**Recorded data**
——
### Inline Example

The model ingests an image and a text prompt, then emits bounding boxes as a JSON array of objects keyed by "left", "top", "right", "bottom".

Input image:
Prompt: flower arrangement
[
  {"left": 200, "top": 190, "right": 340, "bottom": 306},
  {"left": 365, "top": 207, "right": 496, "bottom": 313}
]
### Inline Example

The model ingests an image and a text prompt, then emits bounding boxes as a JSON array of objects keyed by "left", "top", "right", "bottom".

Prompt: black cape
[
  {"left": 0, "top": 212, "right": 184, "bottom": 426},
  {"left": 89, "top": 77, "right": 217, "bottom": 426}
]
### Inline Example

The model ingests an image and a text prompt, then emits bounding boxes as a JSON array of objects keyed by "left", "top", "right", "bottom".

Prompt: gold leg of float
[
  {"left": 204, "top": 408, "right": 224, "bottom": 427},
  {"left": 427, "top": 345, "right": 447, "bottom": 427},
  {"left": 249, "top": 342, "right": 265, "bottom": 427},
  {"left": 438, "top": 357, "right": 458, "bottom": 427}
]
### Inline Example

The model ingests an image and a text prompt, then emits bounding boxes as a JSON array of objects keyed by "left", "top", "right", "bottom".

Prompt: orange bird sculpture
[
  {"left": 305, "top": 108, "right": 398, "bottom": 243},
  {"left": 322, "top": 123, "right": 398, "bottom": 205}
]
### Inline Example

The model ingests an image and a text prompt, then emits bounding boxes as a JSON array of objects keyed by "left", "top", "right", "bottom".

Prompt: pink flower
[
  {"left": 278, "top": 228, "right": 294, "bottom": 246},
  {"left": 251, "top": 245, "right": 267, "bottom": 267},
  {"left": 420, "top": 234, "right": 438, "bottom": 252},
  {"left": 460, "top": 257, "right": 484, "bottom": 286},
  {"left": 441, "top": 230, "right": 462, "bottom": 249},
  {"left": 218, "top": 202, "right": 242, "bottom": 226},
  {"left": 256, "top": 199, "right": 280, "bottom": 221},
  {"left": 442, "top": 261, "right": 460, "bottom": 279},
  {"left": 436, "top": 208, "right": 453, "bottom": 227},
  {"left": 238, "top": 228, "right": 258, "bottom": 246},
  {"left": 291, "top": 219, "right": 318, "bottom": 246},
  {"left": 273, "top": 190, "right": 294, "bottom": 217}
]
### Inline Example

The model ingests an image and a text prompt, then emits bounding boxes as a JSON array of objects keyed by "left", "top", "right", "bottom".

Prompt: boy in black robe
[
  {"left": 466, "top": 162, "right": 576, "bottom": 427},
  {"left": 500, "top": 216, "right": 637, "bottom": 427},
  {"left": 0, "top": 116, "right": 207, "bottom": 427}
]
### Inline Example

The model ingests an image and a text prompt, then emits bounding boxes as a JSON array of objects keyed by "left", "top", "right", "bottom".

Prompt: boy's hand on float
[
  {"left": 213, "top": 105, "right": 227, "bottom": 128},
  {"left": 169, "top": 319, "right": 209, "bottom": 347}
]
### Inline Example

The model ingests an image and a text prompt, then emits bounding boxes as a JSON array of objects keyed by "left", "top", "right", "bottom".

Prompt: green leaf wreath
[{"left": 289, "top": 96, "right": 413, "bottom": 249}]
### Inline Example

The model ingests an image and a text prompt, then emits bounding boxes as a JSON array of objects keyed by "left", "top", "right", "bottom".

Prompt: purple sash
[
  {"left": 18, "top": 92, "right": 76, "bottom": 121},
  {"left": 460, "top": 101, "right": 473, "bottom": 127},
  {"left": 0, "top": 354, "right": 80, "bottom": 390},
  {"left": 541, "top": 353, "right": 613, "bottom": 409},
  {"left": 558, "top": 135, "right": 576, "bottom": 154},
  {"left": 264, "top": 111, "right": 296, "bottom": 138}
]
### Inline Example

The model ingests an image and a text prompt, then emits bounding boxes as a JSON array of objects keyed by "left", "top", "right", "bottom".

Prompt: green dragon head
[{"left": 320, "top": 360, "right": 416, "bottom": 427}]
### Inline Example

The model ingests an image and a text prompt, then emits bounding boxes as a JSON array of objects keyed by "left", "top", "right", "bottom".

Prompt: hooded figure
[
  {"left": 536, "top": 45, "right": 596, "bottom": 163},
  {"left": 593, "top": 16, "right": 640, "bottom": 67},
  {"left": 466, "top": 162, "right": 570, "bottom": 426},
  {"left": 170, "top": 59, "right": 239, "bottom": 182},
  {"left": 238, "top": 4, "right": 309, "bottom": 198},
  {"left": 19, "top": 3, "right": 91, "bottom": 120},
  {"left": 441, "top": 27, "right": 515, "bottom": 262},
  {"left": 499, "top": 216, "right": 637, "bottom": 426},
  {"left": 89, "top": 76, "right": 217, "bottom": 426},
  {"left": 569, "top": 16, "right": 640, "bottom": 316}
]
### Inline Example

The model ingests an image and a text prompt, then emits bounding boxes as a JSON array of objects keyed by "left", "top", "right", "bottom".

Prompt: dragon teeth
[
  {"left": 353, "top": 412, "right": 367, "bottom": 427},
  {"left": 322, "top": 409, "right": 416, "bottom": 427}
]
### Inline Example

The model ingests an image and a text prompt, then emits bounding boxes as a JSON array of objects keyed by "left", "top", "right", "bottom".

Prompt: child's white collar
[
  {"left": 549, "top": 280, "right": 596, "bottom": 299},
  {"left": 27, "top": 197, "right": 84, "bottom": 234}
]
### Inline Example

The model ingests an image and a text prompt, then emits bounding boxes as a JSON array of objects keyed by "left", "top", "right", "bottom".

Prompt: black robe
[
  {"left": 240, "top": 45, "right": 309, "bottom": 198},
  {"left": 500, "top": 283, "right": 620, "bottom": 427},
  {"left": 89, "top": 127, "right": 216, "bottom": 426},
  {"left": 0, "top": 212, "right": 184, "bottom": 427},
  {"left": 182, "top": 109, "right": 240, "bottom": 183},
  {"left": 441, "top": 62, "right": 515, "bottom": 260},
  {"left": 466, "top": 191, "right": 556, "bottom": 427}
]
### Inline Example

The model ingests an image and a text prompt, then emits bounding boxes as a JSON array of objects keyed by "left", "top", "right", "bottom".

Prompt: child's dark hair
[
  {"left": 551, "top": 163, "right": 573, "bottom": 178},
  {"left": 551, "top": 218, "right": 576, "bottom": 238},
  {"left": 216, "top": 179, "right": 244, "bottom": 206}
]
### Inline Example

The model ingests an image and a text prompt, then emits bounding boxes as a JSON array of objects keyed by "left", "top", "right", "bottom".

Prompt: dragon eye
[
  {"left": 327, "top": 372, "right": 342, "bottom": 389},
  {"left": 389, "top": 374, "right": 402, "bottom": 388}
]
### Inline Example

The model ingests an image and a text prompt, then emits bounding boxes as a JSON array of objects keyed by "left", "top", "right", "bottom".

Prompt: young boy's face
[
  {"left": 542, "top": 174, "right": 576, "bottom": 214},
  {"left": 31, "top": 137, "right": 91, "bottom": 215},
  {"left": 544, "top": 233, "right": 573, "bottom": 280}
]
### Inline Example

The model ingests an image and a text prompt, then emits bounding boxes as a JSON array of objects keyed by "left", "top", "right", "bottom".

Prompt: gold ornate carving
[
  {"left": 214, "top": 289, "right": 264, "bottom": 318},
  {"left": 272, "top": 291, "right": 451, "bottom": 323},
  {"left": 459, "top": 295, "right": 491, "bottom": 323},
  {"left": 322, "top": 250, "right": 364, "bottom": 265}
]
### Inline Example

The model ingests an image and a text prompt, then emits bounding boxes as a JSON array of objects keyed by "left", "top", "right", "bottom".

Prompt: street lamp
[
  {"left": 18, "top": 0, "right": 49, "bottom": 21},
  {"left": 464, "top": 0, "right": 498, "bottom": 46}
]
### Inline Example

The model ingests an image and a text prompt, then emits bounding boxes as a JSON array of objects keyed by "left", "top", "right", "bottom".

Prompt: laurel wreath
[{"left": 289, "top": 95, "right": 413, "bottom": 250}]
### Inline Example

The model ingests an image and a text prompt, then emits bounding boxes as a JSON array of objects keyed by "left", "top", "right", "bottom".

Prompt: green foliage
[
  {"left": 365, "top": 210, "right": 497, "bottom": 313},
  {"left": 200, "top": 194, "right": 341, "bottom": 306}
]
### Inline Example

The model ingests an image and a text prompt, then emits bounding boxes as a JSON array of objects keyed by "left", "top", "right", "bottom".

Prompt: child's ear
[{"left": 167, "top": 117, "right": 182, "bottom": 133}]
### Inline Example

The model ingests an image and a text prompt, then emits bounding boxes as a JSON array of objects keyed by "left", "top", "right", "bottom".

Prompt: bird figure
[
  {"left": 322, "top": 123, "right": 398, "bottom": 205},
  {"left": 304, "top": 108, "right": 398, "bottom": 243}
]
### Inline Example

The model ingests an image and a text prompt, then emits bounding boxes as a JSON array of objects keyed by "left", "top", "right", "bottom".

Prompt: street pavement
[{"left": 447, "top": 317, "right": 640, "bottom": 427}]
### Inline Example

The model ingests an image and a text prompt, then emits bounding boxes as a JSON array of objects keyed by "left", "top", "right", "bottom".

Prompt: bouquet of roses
——
Tally the lines in the records above that contain the word "robe" and give only that number.

**Answer to this task**
2